# Your task
Repeat everything from the line containing "Does it contain any church bell" down to the last of the rows, both ends included, with no changes.

# Data listing
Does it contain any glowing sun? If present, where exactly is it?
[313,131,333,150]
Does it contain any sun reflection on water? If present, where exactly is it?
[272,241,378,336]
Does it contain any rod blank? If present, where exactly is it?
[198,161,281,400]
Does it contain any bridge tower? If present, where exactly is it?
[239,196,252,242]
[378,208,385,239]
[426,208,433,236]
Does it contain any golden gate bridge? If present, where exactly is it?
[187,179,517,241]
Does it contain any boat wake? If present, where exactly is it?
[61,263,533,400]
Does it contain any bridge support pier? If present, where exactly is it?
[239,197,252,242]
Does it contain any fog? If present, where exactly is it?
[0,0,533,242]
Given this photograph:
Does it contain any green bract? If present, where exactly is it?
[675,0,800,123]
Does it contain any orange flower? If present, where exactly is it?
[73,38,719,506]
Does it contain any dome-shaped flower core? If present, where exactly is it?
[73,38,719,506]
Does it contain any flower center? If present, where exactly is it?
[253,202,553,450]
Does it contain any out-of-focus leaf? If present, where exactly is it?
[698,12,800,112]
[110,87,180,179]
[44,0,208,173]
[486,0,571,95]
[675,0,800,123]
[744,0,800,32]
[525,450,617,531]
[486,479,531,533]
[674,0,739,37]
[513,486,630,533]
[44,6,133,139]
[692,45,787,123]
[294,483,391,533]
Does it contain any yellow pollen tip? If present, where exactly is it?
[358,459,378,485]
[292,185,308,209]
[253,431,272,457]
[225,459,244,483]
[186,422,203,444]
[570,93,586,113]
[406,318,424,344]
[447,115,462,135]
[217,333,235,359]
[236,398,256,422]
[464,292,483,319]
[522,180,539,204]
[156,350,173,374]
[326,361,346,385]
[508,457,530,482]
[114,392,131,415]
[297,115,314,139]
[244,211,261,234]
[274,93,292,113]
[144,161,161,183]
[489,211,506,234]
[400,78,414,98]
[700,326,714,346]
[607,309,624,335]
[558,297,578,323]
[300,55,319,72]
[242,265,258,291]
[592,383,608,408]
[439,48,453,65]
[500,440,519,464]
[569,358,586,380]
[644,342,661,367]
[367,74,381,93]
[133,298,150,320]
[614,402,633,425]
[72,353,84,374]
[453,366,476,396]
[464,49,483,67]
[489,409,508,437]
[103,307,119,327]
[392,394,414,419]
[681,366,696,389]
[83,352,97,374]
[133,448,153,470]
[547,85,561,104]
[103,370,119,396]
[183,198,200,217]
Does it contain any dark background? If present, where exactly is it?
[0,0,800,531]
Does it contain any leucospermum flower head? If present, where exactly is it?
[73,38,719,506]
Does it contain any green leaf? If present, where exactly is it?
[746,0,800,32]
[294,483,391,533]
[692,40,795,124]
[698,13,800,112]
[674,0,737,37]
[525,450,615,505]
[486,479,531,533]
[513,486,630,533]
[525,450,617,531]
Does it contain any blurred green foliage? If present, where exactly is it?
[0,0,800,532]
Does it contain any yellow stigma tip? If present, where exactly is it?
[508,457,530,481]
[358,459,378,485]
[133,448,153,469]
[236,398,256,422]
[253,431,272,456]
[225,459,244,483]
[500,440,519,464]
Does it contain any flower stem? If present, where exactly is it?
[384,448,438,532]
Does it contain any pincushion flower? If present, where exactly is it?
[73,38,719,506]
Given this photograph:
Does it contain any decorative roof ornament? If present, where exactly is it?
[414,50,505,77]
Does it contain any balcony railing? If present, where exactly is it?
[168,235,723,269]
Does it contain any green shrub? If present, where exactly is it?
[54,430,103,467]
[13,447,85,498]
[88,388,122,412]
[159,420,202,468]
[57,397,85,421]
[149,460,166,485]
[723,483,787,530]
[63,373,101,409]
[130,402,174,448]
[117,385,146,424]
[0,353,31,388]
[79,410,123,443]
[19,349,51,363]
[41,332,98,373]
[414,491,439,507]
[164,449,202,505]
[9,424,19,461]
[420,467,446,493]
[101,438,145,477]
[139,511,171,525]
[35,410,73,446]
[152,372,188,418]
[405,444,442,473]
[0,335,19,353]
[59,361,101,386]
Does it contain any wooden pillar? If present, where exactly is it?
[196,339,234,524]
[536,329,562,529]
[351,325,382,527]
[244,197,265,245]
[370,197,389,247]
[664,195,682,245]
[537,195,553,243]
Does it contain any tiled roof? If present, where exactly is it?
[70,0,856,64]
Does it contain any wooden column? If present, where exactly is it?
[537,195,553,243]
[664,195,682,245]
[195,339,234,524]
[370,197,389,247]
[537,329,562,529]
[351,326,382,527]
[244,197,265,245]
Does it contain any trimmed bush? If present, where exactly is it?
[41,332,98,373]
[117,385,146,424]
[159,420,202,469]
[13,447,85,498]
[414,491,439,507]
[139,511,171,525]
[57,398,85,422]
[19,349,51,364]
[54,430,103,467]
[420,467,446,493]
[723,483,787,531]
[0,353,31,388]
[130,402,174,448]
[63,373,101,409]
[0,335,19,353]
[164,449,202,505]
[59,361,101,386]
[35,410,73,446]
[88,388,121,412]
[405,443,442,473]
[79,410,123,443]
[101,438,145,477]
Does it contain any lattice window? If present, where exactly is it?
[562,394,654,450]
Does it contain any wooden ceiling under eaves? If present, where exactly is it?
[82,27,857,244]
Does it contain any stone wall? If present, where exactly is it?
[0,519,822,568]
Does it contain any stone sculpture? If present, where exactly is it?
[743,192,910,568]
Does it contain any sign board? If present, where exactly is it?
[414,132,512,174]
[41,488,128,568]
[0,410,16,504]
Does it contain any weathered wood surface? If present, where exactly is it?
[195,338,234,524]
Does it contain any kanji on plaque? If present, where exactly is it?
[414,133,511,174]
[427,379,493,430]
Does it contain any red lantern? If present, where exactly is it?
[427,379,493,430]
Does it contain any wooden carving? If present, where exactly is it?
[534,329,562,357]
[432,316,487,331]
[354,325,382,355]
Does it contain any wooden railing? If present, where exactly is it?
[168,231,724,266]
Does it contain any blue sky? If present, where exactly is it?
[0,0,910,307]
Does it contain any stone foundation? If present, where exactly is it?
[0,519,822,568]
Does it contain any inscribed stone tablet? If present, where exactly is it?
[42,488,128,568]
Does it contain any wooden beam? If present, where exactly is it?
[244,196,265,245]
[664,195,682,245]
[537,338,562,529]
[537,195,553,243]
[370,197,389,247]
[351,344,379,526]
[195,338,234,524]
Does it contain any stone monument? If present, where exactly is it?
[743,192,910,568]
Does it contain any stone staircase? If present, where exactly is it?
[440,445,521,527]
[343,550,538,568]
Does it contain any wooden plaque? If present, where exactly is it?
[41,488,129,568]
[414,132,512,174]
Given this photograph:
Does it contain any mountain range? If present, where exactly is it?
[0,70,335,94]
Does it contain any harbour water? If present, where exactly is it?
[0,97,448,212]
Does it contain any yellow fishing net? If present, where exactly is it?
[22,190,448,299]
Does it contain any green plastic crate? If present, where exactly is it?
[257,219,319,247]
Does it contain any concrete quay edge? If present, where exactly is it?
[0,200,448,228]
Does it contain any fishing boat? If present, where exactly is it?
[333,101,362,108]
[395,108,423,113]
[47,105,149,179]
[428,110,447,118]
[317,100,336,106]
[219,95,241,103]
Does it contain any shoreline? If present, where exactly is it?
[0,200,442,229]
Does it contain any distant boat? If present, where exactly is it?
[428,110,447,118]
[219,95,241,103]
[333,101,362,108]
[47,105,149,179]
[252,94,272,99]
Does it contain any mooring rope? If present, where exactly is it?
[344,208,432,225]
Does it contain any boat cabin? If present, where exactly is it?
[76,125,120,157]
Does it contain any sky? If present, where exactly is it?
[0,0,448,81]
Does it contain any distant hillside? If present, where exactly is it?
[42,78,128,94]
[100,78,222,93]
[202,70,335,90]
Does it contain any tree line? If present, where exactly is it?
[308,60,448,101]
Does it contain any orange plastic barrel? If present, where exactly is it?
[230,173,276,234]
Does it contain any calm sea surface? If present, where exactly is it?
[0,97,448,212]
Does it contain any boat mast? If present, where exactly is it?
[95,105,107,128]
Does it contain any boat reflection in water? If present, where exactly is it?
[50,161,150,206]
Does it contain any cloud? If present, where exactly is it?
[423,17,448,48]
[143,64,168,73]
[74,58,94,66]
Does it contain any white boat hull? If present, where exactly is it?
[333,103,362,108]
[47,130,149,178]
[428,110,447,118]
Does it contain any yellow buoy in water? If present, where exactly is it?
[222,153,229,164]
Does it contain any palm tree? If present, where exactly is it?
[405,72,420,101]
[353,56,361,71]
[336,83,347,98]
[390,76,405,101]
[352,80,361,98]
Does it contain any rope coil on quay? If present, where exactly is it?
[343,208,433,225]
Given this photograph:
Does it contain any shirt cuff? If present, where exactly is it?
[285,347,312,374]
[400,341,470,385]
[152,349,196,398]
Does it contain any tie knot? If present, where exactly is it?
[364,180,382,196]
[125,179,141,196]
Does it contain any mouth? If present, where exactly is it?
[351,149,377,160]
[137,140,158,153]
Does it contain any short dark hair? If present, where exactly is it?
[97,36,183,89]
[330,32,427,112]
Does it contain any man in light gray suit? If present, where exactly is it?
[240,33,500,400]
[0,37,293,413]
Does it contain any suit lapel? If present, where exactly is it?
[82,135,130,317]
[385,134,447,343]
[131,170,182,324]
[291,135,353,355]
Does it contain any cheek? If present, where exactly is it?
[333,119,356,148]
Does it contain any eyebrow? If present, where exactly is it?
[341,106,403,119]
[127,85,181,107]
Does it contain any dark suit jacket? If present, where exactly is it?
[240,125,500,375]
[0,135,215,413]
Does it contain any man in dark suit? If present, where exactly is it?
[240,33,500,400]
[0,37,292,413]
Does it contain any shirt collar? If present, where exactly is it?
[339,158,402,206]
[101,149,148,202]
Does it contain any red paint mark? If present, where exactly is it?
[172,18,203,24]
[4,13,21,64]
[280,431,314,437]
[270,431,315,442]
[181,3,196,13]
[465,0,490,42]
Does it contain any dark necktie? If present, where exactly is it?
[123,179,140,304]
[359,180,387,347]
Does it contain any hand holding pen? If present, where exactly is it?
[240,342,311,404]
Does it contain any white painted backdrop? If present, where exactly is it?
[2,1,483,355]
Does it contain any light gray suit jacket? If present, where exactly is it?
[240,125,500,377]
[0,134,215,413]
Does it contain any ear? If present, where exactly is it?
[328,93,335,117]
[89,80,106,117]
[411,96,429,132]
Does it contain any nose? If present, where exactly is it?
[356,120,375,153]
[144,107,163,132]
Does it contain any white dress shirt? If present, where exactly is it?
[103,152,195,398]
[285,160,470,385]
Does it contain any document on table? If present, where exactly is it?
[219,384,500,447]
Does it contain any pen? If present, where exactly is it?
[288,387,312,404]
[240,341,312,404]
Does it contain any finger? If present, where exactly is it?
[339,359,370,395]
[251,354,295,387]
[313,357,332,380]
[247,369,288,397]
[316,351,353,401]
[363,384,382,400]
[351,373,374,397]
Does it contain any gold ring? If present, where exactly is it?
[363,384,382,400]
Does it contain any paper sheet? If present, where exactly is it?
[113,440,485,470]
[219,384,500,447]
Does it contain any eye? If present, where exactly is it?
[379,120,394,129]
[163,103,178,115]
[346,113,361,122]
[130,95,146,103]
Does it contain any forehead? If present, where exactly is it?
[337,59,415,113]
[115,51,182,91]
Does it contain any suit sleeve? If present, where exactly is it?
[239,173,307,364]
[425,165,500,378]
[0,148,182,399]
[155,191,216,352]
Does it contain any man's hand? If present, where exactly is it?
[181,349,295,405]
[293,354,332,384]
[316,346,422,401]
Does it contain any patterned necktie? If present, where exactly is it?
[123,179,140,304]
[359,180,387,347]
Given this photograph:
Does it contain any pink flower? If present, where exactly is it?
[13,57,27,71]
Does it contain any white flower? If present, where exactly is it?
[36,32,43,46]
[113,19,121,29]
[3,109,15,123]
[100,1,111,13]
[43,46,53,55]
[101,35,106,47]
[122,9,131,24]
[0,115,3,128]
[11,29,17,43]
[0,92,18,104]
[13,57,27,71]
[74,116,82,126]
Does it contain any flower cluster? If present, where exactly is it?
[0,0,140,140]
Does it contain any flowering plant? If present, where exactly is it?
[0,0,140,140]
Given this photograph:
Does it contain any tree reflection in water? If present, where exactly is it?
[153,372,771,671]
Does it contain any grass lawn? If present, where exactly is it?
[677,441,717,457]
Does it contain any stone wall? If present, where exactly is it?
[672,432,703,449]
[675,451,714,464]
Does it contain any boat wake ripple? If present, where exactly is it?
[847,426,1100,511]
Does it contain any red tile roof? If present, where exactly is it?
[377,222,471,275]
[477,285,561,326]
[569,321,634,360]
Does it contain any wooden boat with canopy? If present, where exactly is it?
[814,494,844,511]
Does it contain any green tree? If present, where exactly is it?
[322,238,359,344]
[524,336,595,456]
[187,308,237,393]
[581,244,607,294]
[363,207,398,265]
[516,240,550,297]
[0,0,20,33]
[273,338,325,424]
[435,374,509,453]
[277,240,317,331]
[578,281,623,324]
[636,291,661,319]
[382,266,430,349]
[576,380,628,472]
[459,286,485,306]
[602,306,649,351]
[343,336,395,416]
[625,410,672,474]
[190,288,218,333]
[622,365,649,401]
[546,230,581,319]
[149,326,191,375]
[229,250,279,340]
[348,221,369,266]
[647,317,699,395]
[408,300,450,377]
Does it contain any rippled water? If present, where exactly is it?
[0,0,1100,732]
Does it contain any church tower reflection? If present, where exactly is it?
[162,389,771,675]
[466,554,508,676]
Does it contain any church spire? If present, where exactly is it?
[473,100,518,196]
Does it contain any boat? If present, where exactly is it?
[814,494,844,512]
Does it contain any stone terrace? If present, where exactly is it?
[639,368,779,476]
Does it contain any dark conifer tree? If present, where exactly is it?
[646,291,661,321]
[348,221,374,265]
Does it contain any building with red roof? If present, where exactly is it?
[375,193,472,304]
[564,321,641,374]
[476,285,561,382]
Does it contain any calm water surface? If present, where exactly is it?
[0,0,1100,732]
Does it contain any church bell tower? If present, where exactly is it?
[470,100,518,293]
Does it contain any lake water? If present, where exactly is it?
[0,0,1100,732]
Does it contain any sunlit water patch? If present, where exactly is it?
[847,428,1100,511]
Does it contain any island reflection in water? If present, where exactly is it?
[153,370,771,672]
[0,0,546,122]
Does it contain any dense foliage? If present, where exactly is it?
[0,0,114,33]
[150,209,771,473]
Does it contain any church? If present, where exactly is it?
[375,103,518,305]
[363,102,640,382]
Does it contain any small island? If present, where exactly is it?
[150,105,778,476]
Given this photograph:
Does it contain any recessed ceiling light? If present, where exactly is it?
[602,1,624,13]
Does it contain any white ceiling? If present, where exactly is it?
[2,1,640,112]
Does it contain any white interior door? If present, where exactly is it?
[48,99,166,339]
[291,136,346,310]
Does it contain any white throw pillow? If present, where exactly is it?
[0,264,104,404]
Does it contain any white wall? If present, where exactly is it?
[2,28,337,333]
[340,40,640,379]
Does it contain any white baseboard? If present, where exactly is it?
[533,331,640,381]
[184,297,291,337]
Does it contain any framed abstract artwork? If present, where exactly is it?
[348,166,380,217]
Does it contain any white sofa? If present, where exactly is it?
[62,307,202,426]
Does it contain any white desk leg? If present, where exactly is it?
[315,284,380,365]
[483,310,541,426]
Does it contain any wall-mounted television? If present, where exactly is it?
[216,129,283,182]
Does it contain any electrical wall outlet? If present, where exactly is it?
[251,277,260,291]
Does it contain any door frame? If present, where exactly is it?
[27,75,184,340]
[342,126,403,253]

# Answer for the task
Does it contain any church bell tower? If present, where exactly is it?
[470,100,518,293]
Does it contain any lake water? If present, where exactly is it?
[0,0,1100,732]
Does it contain any sunlit water patch? If present, where exactly is it?
[847,428,1100,511]
Does it contain any island reflection in water? If present, where exactly is it?
[153,370,771,672]
[0,0,546,122]
Does it contain any dense foliage? If present, where exactly is it?
[0,0,114,33]
[150,209,771,473]
Does it contain any church? If present, where exactly is it?
[375,103,518,305]
[363,102,640,382]
Does it contain any small island? If present, where exactly is it?
[150,105,778,476]
Given this photograph:
Does it contain any recessed ceiling light? If present, where exactly is it?
[602,1,624,13]
Does it contain any white ceiling? If present, where exactly is it?
[2,1,640,112]
Does it contain any white interior door? If present, where exactly is it?
[48,99,166,339]
[291,136,346,310]
Does it contain any white throw pillow? If present, where exactly is it?
[0,264,104,404]
Does it contain any white wall? If present, where exactly is it?
[2,28,337,333]
[340,40,640,379]
Does it contain any white baseboard? If present, where exactly is it?
[533,331,640,381]
[184,297,291,337]
Does it contain any framed abstract artwork? If present, where exactly is it?
[348,166,380,217]
Does it contain any white sofa? If present, where exactly is it?
[62,307,202,426]
Does it contain any white desk leg? If present, where exactly is it?
[315,284,380,365]
[483,310,541,426]
Does it contain any wall-mounted television? If present, where exactly is it?
[216,129,283,182]
Does it contain any electrical wall outlet? If present, where exactly is it?
[251,277,260,291]
Does it contain any door frame? If present, where exactly is it?
[27,75,184,340]
[342,126,403,253]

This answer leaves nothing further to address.